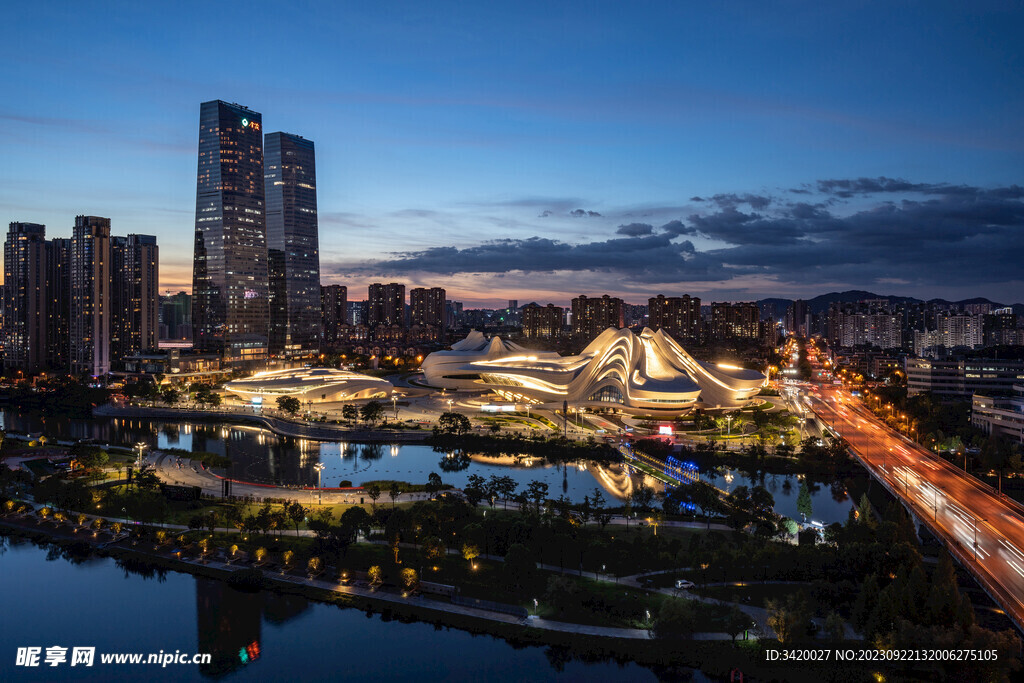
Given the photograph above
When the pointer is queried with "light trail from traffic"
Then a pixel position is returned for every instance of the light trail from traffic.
(984, 529)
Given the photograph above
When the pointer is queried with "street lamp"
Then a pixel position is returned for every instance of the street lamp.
(320, 468)
(141, 446)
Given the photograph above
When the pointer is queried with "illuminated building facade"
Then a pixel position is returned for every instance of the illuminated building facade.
(646, 374)
(542, 322)
(386, 305)
(309, 384)
(679, 316)
(590, 316)
(25, 297)
(90, 296)
(229, 270)
(293, 245)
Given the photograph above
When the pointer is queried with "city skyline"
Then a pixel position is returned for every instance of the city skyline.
(503, 157)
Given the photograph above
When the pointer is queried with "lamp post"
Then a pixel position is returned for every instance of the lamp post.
(320, 468)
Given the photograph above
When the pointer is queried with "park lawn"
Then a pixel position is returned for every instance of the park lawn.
(759, 594)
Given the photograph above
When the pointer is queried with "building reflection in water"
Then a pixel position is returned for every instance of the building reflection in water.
(229, 624)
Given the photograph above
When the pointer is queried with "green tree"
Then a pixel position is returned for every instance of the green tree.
(519, 568)
(475, 489)
(393, 492)
(998, 455)
(804, 504)
(434, 483)
(296, 513)
(374, 492)
(788, 616)
(538, 493)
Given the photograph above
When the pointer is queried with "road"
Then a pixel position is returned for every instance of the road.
(981, 527)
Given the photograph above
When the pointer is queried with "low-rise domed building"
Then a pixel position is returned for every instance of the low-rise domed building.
(645, 374)
(311, 384)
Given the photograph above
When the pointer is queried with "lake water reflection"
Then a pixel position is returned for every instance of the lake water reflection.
(101, 603)
(261, 456)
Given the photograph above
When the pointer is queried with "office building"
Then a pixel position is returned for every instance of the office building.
(229, 271)
(90, 296)
(679, 316)
(963, 378)
(386, 305)
(542, 322)
(293, 245)
(175, 316)
(25, 298)
(427, 311)
(334, 311)
(1000, 416)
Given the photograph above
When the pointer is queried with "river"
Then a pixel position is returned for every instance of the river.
(50, 600)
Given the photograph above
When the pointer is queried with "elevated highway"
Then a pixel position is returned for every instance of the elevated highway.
(983, 529)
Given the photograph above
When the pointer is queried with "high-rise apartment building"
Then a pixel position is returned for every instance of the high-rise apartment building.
(679, 316)
(90, 296)
(134, 302)
(293, 245)
(427, 310)
(540, 322)
(868, 323)
(735, 321)
(592, 316)
(334, 311)
(386, 305)
(58, 303)
(25, 298)
(229, 271)
(175, 316)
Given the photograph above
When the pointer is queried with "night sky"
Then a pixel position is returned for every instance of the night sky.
(539, 151)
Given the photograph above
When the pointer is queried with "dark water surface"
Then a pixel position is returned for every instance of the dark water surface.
(48, 600)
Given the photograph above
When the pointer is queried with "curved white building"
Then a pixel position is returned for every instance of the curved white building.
(648, 374)
(448, 370)
(310, 384)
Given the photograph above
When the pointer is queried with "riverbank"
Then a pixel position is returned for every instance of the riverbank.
(284, 426)
(583, 642)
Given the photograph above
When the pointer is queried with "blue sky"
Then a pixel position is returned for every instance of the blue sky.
(455, 139)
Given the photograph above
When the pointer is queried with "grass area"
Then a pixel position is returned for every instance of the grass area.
(758, 594)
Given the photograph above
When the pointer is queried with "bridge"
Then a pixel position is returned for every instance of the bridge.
(983, 529)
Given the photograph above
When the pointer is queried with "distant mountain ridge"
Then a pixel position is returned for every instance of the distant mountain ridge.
(820, 303)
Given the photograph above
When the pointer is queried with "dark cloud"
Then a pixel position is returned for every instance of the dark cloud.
(646, 258)
(851, 187)
(635, 229)
(678, 227)
(730, 200)
(936, 236)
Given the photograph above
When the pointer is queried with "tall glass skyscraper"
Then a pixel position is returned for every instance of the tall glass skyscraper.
(293, 245)
(229, 270)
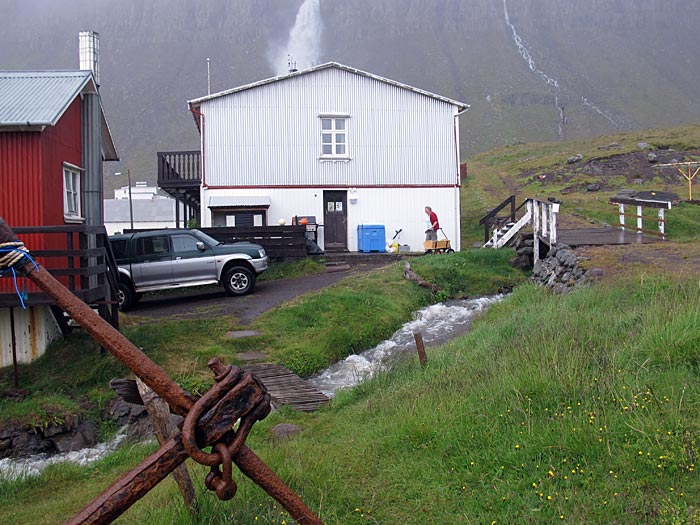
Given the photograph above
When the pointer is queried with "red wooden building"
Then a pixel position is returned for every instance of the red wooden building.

#### [Task to complete]
Return every line of the preceding records in which the word "wooden" appears.

#### [Problem solution]
When the pointer is queried with "red wooden building"
Then a pixel position is returned for every instance of the red wooden building.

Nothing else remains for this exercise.